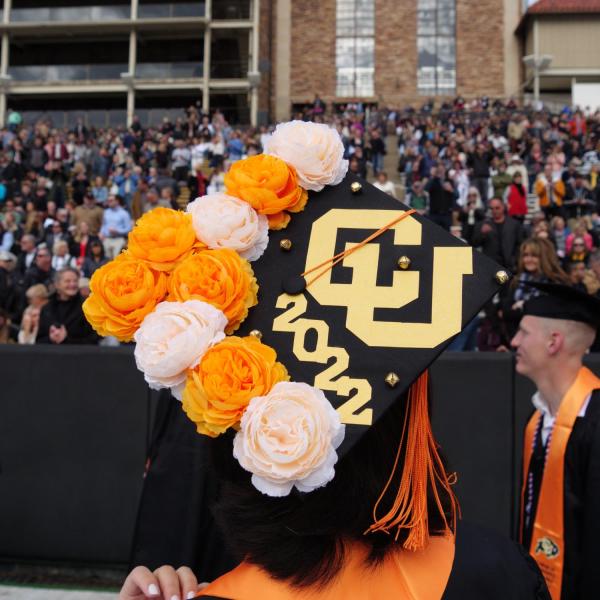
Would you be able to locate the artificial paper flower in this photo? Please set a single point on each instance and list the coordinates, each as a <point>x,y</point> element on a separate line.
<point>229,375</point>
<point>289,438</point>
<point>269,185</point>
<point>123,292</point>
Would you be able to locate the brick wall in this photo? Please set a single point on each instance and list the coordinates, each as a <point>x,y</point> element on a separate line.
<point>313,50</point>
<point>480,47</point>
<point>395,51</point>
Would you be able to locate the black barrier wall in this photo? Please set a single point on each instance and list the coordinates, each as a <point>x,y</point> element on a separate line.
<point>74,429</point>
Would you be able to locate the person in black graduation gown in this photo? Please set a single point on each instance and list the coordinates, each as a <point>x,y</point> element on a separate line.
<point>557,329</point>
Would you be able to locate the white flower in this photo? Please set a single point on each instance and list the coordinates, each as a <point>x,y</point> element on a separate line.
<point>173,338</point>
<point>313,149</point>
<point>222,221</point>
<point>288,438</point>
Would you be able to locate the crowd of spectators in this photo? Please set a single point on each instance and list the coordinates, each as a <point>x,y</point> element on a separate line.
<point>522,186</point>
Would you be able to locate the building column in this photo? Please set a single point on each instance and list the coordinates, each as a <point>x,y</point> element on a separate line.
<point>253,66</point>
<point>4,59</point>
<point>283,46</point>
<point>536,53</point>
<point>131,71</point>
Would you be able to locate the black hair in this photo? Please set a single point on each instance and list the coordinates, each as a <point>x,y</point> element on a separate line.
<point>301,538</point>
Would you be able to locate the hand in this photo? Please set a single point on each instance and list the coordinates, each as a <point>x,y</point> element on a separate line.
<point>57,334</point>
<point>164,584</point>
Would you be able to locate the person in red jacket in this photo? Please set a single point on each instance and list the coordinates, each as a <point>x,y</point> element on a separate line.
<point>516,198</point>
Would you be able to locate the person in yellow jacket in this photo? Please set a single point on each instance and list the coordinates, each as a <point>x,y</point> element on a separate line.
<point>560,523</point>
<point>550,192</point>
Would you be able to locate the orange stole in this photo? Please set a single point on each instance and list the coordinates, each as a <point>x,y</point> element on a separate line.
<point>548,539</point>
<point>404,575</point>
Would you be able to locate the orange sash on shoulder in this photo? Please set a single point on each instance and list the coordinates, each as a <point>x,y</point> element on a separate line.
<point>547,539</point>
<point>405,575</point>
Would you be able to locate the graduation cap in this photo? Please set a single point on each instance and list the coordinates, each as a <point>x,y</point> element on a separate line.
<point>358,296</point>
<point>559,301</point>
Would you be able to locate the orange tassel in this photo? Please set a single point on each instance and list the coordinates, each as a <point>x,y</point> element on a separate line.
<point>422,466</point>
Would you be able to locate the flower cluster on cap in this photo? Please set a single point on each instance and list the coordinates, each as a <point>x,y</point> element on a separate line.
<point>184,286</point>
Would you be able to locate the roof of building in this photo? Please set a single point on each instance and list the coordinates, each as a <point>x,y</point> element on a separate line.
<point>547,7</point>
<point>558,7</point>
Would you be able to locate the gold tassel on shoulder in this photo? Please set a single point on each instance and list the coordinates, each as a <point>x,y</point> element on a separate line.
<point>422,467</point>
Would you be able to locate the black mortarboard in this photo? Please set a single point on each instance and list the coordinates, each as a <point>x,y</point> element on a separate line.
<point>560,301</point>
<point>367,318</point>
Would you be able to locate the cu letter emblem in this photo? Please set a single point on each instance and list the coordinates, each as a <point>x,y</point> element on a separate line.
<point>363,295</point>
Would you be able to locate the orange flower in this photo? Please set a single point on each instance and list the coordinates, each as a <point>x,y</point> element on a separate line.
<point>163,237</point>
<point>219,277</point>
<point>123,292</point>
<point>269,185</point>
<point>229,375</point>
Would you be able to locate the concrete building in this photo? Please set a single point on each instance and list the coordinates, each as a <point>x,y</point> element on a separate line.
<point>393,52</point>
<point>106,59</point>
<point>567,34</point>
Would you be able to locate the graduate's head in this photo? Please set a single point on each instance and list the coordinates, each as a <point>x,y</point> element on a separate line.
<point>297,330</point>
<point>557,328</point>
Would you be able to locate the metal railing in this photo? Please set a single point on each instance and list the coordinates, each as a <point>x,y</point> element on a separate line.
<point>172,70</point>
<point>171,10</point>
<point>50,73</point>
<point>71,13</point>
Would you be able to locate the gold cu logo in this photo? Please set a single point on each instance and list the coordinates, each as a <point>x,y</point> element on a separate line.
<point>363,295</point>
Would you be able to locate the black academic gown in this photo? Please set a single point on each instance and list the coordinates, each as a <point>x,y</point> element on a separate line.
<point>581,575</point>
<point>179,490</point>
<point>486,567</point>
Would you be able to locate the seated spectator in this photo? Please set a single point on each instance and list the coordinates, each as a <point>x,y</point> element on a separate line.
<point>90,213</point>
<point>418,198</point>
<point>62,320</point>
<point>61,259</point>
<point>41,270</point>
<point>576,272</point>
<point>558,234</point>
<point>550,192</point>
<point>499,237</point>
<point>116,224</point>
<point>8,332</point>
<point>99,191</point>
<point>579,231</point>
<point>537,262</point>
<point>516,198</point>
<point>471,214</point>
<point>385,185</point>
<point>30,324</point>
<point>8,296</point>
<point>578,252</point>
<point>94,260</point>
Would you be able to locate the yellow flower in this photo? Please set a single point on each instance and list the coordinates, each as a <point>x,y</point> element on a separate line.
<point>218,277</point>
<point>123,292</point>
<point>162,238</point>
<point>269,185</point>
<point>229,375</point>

⁂

Set exercise: Copy out every row above word for word, and leave the pictures out.

Task response:
Would you be able to locate the artificial paper flower in this photo? Please set a single point on each instance and list the coordinates, each as a <point>x,y</point> element on a separate line.
<point>229,375</point>
<point>289,438</point>
<point>269,185</point>
<point>123,292</point>
Would you be able to locate the brick wall in this photo? Please set a single point on each instance and list the coordinates, each as a <point>x,y</point> element on a separate line.
<point>313,50</point>
<point>480,47</point>
<point>395,51</point>
Would you be able to locate the black barrier wall in this photo? Please set a single point on each instance and list the coordinates, each as a <point>x,y</point> element on a separate line.
<point>74,429</point>
Would you be able to locate the person in black graduation gown in this photo? Please set a single point on each instance and list the coordinates, each as a <point>x,y</point> element on a separate line.
<point>557,329</point>
Would you be able to locate the white flower in this photo? Please set a single point on each instance and list the coordinates, each as a <point>x,y</point> element on a separate line.
<point>173,338</point>
<point>313,149</point>
<point>222,221</point>
<point>288,438</point>
Would you be able to locate the crowd of spectators in this photo? Please set a single point on each instance and list the coordinates, each as a <point>x,y</point> element on a separate line.
<point>522,186</point>
Would you be able to locate the building column in this photo? Please set a single point on each instance and list the coordinates, each as a <point>x,y</point> element on a separate line.
<point>253,66</point>
<point>4,59</point>
<point>283,46</point>
<point>536,53</point>
<point>131,71</point>
Would you be able to locate the black hair in this photo? Please set a single point on each instance and list the coordinates, each as a <point>x,y</point> element on a separate line.
<point>301,538</point>
Would you be able to locate the hand in this photo? Please set a single point on each instance and list the coordinates, each as a <point>x,y</point> element on a separate line.
<point>57,334</point>
<point>164,584</point>
Would you be able to locate the person in red jacket in this photo? Please set a single point on each instance and list the coordinates, each as a <point>x,y</point> element on a separate line.
<point>516,198</point>
Would you be able to locate the person in yellow jacket in this photo? Please set a single point on each instance and list the coordinates, each as a <point>x,y</point> element on a separate line.
<point>560,523</point>
<point>550,192</point>
Would you be able to locate the orange stole in this photo? Please set a single point on each instance and list the coordinates, each as a <point>x,y</point> element on a separate line.
<point>548,539</point>
<point>404,575</point>
Would you be able to locate the orange sash on shoulder in this photo? Please set a single point on each instance and list the coordinates, each as a <point>x,y</point> element on a separate line.
<point>547,539</point>
<point>405,575</point>
Would you be able to locate the graduation cap in this photo? Please set a single point on each instance and list the coordinates, each as a <point>x,y</point> element on a separate line.
<point>358,296</point>
<point>559,301</point>
Would you be able to locate the orange tassel in this photo? Please set a single point on each instance and list the coordinates, each as a <point>x,y</point> element on a separate line.
<point>422,466</point>
Would you be able to locate the flower cluster on cap in this photo? Please set a single point on each instance and list the coordinates, each as a <point>x,y</point> element on a separate line.
<point>184,286</point>
Would you be able to locate the roof of building in this photo? Please set a single point on each instance and list the coordinates, each as a <point>x,y</point> element on a separate line.
<point>547,7</point>
<point>558,7</point>
Would you be able to locate the gold tassel on shoulder in this photo? Please set a single point on each instance and list the coordinates, each as a <point>x,y</point> element on a separate line.
<point>422,467</point>
Would you be able to locate the black mortarboard in this photo? Please set a single point on each instance and list the coordinates, each as a <point>x,y</point> element on a separate line.
<point>560,301</point>
<point>367,318</point>
Would you be able to locate the cu letter emblem in this photo? Please set a single point on each instance and list the coordinates, each as a <point>x,y</point> element on a separate line.
<point>363,295</point>
Would you be able to locate the orange flower in this photo? Please set a single point on each instance and list the coordinates, each as a <point>x,y</point> element on a separate line.
<point>163,237</point>
<point>219,277</point>
<point>123,292</point>
<point>269,185</point>
<point>229,375</point>
Would you be able to locate the concrete building in this photo? Please set a single point on each instance and list the coordinates, each as a <point>x,y</point> element on a separate line.
<point>393,52</point>
<point>106,59</point>
<point>567,34</point>
Would you be able to locate the graduate's head in this photo? Please set a single point on each instance and list the coordinates, each as a <point>x,y</point> element on a separate line.
<point>297,330</point>
<point>557,328</point>
Would you be able to locate the metal railing in this photo? Please set a single point on each instance and list the coordinates, each as a <point>x,y</point> element on a separate line.
<point>172,70</point>
<point>171,10</point>
<point>50,73</point>
<point>71,13</point>
Would you be able to locate the gold cu logo in this photo? Please set a single point on each instance and list the coordinates, each as a <point>x,y</point> element on a separate line.
<point>363,295</point>
Would you be able to locate the black academic gown in this photo? Please set a single point on each instance and list the coordinates, each as a <point>x,y</point> element on a separate line.
<point>581,575</point>
<point>179,490</point>
<point>486,567</point>
Would you be able to locate the seated spectator in this photo? Please set a single point on each instance and list the coordinates, each as a <point>x,y</point> element on a separate line.
<point>90,213</point>
<point>418,198</point>
<point>62,320</point>
<point>61,259</point>
<point>41,270</point>
<point>576,272</point>
<point>558,234</point>
<point>550,192</point>
<point>499,237</point>
<point>116,224</point>
<point>8,332</point>
<point>99,191</point>
<point>579,231</point>
<point>537,262</point>
<point>516,198</point>
<point>471,214</point>
<point>385,185</point>
<point>30,324</point>
<point>8,296</point>
<point>578,252</point>
<point>94,260</point>
Would you be able to locate the yellow flower in this photo? Please set a single point on each instance and list the coordinates, each as a <point>x,y</point> element on a separate line.
<point>218,277</point>
<point>123,292</point>
<point>162,238</point>
<point>269,185</point>
<point>229,375</point>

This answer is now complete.